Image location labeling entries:
==*==
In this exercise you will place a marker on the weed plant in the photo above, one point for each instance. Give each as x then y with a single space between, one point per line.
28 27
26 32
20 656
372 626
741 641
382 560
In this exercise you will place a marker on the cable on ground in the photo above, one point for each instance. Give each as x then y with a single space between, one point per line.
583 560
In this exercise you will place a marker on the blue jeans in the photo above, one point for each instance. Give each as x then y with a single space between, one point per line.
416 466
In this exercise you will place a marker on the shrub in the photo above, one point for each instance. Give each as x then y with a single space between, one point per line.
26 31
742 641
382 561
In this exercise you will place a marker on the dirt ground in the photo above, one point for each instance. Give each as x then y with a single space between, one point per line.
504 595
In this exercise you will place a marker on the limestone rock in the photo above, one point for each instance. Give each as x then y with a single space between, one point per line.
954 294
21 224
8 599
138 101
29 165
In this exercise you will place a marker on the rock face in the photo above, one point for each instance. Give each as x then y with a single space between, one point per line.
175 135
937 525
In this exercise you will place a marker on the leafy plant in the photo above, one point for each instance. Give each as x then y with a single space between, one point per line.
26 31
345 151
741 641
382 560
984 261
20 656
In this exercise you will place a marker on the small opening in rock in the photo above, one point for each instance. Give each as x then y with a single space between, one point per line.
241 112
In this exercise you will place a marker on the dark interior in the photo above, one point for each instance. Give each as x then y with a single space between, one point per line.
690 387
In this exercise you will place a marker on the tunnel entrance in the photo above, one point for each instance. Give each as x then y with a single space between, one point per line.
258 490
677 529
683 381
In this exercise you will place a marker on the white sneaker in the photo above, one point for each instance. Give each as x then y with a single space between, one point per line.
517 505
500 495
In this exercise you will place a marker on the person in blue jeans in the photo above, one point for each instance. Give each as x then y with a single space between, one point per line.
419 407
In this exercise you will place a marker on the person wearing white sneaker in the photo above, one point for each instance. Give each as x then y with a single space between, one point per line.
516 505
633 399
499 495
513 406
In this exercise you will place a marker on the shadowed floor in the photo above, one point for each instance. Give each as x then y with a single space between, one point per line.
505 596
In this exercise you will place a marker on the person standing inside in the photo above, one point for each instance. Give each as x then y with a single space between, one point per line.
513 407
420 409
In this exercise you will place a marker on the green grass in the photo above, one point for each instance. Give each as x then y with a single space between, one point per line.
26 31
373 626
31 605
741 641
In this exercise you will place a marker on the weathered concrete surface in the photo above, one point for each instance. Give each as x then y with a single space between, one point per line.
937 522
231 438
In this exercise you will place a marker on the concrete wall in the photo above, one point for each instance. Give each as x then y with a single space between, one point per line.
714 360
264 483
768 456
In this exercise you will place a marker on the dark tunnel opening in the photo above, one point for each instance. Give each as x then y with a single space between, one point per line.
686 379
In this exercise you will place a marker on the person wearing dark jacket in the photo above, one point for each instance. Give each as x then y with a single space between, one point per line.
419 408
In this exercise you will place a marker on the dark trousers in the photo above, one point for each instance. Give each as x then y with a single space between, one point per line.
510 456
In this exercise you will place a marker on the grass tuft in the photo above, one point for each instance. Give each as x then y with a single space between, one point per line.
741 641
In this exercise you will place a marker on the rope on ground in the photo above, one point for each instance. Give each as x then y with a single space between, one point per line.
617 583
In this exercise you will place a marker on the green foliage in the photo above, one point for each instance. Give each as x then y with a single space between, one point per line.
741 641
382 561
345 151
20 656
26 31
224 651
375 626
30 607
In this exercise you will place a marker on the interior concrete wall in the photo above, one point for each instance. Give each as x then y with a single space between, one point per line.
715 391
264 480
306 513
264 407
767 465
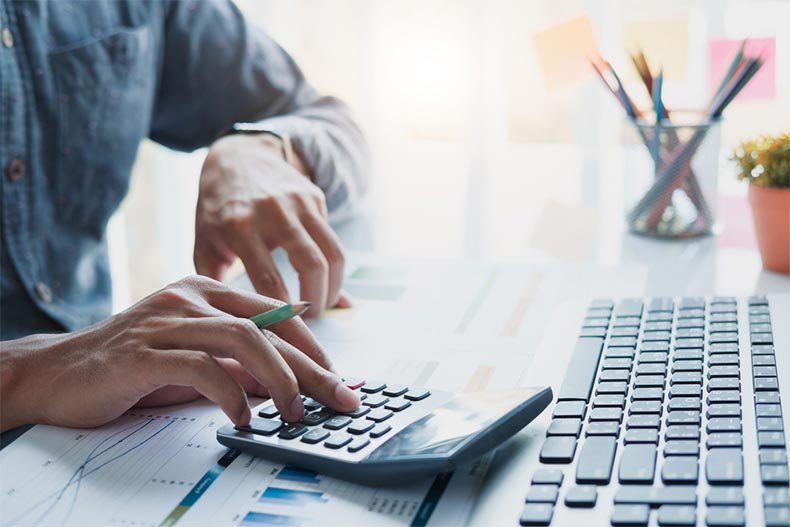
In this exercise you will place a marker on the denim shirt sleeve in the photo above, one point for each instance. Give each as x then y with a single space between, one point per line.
217 70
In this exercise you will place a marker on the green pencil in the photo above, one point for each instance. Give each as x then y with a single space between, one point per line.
273 316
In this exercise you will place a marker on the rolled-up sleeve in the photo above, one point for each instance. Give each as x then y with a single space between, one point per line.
216 69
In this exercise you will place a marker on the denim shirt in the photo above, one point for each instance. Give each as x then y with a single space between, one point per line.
82 83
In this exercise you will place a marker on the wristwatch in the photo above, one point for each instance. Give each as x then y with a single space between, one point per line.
255 128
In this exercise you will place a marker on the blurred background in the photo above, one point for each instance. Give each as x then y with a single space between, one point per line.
490 138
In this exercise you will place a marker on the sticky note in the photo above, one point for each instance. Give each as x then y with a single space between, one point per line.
565 51
720 54
664 41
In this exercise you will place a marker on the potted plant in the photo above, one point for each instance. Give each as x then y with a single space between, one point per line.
765 163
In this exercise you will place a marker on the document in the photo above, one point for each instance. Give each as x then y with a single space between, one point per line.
452 325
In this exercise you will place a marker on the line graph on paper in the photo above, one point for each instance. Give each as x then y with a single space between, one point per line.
66 477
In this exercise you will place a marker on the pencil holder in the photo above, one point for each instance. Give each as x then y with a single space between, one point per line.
671 179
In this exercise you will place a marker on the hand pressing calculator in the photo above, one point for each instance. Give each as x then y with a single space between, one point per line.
398 433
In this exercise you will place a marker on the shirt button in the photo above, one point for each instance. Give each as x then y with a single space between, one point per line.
15 170
43 292
8 38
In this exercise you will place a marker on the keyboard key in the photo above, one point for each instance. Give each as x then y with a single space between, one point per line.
570 409
358 444
316 418
606 414
380 430
771 439
264 427
725 517
647 394
643 421
766 384
373 387
631 515
397 405
581 370
292 431
374 401
774 474
776 497
565 427
724 410
547 476
395 390
684 417
269 412
595 460
724 424
682 470
773 456
337 422
360 427
677 515
681 448
724 396
682 432
725 496
685 390
316 435
379 415
610 400
656 496
536 514
338 440
558 449
543 494
645 407
724 440
603 428
611 388
724 466
581 496
637 463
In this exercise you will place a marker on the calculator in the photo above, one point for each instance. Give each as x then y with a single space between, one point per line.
398 433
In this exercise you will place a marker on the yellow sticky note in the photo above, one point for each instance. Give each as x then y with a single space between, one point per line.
665 43
565 51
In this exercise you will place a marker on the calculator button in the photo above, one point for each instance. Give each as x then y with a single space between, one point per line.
373 386
360 427
358 444
337 422
374 401
293 431
269 412
338 440
379 415
396 405
353 384
262 426
417 394
316 435
316 418
359 412
394 390
380 430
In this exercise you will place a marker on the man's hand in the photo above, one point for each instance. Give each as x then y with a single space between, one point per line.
251 202
191 338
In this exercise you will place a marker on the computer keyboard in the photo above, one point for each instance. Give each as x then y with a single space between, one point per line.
655 403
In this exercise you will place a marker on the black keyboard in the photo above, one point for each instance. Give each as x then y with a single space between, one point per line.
652 404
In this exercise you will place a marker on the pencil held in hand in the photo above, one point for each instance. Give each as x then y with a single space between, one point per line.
271 317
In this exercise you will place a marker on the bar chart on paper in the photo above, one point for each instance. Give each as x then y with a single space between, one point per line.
61 476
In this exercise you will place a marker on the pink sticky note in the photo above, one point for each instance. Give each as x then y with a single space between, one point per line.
720 54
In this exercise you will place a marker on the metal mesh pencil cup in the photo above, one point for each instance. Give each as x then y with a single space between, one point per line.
671 190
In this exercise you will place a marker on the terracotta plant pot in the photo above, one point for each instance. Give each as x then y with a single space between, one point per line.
771 212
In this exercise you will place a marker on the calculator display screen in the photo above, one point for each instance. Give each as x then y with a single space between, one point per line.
450 424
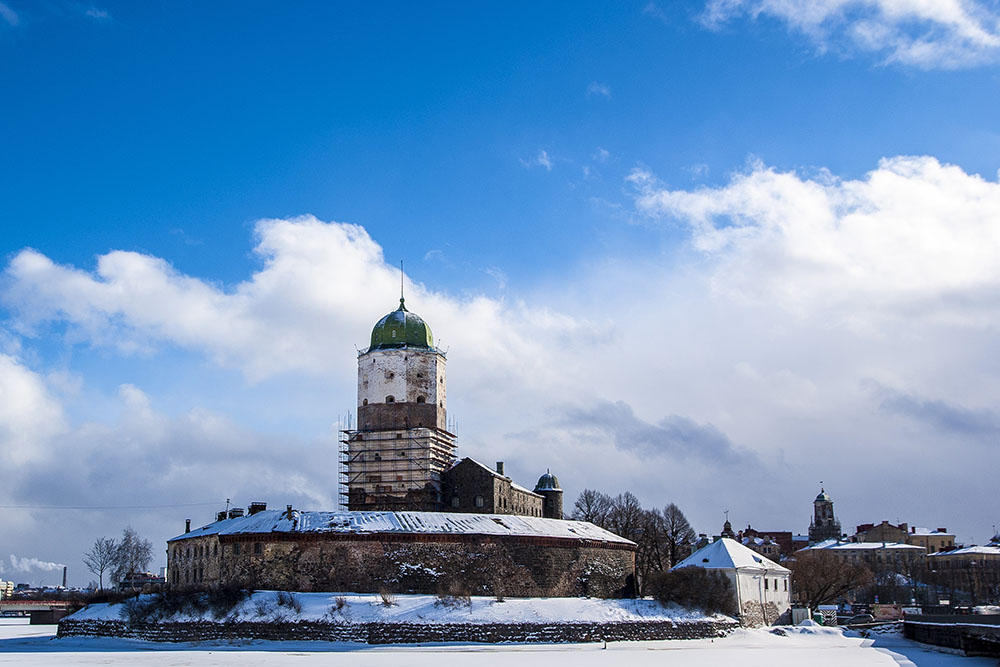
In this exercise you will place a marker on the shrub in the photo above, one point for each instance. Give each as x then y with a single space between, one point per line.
388 599
454 593
289 600
708 590
139 610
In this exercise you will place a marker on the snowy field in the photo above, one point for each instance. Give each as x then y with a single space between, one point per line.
23 644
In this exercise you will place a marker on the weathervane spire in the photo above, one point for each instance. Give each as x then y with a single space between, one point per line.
401 300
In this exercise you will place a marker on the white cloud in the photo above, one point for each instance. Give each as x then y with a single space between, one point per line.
596 89
928 34
29 564
915 237
794 326
8 15
541 160
98 14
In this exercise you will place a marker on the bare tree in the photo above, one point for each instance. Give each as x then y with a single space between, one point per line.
820 577
677 534
625 517
592 506
132 555
101 557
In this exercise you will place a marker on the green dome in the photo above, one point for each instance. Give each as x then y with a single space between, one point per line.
547 482
401 328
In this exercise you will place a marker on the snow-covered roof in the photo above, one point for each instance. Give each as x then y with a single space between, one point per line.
837 545
919 530
727 554
987 550
281 521
496 474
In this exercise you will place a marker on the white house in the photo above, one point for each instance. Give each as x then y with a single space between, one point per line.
761 586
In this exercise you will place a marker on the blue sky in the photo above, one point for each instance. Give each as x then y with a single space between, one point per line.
758 229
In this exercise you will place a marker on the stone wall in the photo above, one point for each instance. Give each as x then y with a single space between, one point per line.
974 635
399 633
418 563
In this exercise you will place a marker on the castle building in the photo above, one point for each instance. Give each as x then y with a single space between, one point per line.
416 520
824 525
401 448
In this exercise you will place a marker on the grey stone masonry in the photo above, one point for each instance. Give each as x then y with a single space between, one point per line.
399 633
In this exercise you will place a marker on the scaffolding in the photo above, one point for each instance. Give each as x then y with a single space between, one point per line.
393 469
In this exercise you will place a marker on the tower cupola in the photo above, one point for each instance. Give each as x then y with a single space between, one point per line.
401 328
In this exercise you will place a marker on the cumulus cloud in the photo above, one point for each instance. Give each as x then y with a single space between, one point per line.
747 356
30 564
675 437
914 237
8 15
940 34
543 159
596 89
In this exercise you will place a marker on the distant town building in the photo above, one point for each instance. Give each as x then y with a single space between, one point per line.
824 525
877 556
762 543
760 585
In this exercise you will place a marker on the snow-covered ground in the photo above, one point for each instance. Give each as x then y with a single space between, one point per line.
364 608
22 644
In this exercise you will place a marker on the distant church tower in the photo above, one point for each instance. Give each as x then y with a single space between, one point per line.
401 446
548 488
824 525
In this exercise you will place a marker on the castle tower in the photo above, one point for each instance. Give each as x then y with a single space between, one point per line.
401 447
824 525
548 487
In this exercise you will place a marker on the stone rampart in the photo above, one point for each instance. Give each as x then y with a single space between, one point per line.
398 633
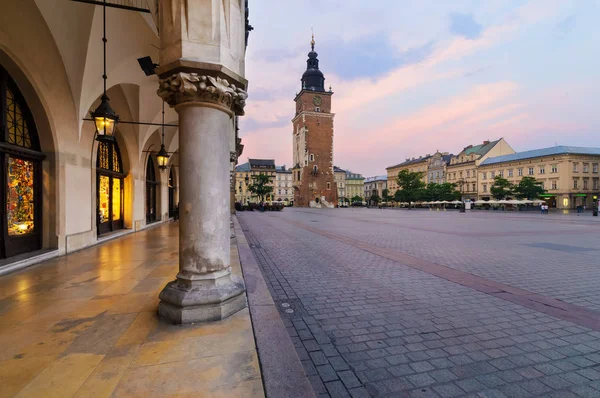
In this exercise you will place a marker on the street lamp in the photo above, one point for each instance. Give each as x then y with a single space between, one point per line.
105 118
162 157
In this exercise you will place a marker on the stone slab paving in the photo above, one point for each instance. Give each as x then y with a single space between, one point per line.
368 323
86 325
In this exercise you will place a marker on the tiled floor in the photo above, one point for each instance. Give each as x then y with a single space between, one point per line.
86 325
397 303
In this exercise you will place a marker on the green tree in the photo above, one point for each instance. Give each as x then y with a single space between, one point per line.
356 198
412 188
260 186
447 191
529 188
501 188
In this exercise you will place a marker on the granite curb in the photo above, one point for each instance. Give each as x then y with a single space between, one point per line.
282 371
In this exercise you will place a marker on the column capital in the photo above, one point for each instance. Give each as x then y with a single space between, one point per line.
189 87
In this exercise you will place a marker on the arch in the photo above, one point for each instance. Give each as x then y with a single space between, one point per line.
21 179
152 186
43 141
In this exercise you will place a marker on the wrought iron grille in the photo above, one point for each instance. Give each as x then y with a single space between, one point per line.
131 5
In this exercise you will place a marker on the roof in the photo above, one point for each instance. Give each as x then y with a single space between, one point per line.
447 158
353 176
536 153
262 162
480 149
376 178
410 161
243 167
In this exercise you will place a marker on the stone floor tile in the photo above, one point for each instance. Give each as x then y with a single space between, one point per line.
63 377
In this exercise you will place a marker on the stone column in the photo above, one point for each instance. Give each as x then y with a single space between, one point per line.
201 76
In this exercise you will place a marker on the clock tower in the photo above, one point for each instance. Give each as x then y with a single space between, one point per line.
313 177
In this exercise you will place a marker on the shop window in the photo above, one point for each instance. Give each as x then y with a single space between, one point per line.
21 158
109 186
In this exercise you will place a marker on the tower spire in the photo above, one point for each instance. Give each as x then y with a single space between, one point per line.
313 78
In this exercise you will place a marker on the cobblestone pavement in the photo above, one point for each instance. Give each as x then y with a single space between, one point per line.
396 303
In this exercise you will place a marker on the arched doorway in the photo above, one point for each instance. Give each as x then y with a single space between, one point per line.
151 185
171 193
109 187
20 173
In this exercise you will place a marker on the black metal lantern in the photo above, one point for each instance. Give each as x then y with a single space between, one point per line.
162 158
105 119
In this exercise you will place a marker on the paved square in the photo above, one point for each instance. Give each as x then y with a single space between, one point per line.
395 303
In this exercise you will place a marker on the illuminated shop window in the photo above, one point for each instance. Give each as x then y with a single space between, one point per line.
20 196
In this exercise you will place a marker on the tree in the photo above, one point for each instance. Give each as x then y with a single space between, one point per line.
375 198
260 187
411 187
356 198
385 195
447 191
501 188
529 188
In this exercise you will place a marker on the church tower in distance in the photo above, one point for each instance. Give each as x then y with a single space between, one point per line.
314 183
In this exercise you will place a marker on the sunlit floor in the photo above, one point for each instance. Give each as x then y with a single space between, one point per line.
86 325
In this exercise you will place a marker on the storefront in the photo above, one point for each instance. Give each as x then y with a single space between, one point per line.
151 187
109 169
21 173
171 193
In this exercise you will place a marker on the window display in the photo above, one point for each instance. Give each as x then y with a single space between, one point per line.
20 196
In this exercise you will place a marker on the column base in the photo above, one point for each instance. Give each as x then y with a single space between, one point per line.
210 297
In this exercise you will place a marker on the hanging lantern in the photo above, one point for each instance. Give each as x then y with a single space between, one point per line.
105 120
162 157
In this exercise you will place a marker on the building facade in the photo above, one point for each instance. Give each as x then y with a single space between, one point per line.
68 184
374 186
436 168
462 170
569 174
354 185
339 176
284 191
414 165
314 182
245 174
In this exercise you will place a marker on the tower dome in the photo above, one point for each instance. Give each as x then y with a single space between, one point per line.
313 78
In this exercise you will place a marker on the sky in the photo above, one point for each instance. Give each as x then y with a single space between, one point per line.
413 77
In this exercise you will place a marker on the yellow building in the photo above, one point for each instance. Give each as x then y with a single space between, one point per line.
569 174
284 192
339 176
243 178
354 185
374 186
414 165
462 170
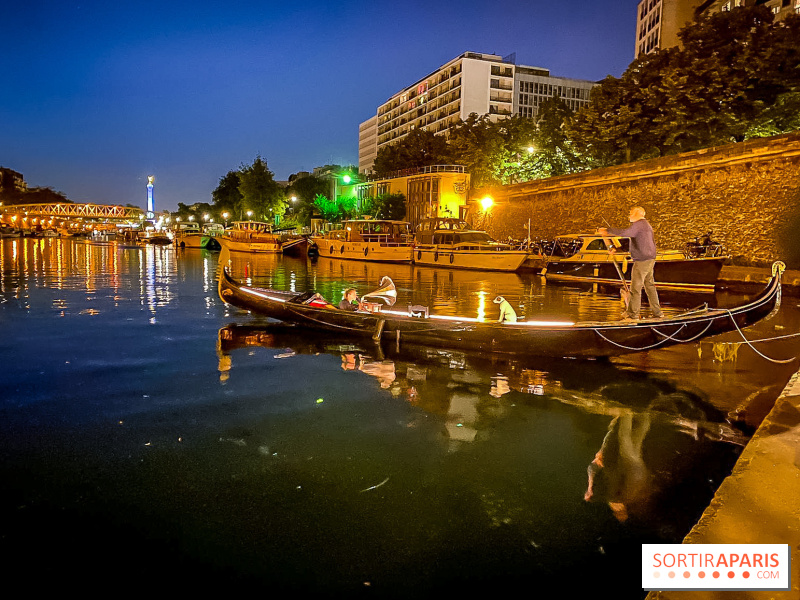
==*==
:: Task ::
Edit the lines from the one containing "the column base" through the end of the entries, changing "place a marker on" to "put a point on" and leaving everything else as it is. Leave the pictures out of your answer.

:: Output below ::
In this exercise you will put a point on the column base in the photo above, one point for each instance. Give each as x then y with a single space between, one point per line.
210 297
In this exercise you will put a point on the hanging lantern in the photo above, one point for each instance. Give each as x then y with a single space between, one point per line.
105 120
162 157
In this exercise you will put a point on the building facade in the photo above, one point for each instance. Give each as x then y with a single space between, one point per line.
68 184
374 186
436 168
462 170
569 174
354 185
339 176
284 191
414 165
314 182
245 174
In this exercise you will put a point on the tower dome in the photo above, one point for each instance. Give each as x then y with a single space between, one point per line.
313 78
In this exercise you will put a point on the sky in the photo above, one point for each instance. Give each as x then y with a single space between, one point per line.
413 77
In this exercise you will put a point on the yellow building in the photo above, one point for each instance. Give each as x then y with a single space between, one point per line.
569 174
284 192
339 176
243 178
354 185
374 186
414 165
462 170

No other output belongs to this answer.